Would you please output the lines from the one holding "Point to the dark" to the end of the entries, exactly and with no others?
***** Data listing *****
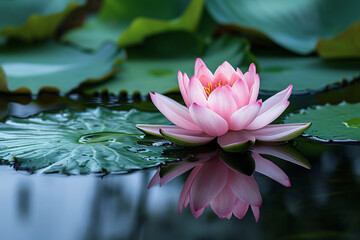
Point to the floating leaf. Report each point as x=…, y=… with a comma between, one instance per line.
x=160, y=75
x=33, y=20
x=51, y=66
x=119, y=22
x=345, y=45
x=96, y=140
x=306, y=73
x=331, y=122
x=294, y=25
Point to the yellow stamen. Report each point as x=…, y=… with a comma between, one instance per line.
x=210, y=87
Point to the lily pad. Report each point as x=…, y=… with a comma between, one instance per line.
x=119, y=21
x=308, y=74
x=345, y=45
x=34, y=20
x=92, y=141
x=331, y=122
x=160, y=74
x=294, y=25
x=53, y=67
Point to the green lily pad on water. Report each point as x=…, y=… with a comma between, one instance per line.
x=307, y=74
x=93, y=141
x=294, y=25
x=331, y=122
x=35, y=19
x=344, y=45
x=128, y=24
x=160, y=74
x=53, y=67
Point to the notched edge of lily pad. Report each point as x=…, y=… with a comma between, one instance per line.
x=17, y=167
x=333, y=86
x=320, y=139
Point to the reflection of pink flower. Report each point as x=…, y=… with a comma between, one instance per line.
x=222, y=105
x=213, y=183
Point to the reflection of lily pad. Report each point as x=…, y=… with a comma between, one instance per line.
x=121, y=22
x=160, y=74
x=306, y=73
x=53, y=67
x=35, y=19
x=294, y=25
x=331, y=122
x=97, y=140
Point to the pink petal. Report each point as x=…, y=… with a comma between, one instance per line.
x=183, y=84
x=198, y=64
x=240, y=208
x=283, y=152
x=223, y=203
x=185, y=137
x=175, y=112
x=271, y=109
x=238, y=71
x=180, y=169
x=229, y=215
x=236, y=141
x=209, y=121
x=208, y=183
x=222, y=102
x=279, y=132
x=240, y=90
x=197, y=213
x=246, y=188
x=256, y=212
x=270, y=170
x=196, y=92
x=204, y=75
x=250, y=75
x=186, y=189
x=154, y=129
x=253, y=82
x=254, y=90
x=242, y=118
x=282, y=96
x=227, y=69
x=267, y=117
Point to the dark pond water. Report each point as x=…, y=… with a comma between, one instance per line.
x=322, y=202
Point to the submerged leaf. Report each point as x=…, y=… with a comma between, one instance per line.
x=51, y=66
x=33, y=20
x=294, y=25
x=331, y=122
x=96, y=140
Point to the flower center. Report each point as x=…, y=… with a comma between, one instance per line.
x=212, y=87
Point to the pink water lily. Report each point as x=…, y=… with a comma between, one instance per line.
*****
* [Solution to the exercise]:
Point to the dark pond water. Report each point as x=…, y=… with a comma between, one instance per line.
x=322, y=202
Point to the submerged leaf. Report each point as x=…, y=… with a comma between, one instance per line.
x=51, y=66
x=33, y=20
x=294, y=25
x=331, y=122
x=96, y=140
Point to the flower center. Report each point as x=…, y=… with a comma between, one instance per line.
x=212, y=87
Point to the pink water lily. Report each point as x=…, y=… with a comma between, one instance per line.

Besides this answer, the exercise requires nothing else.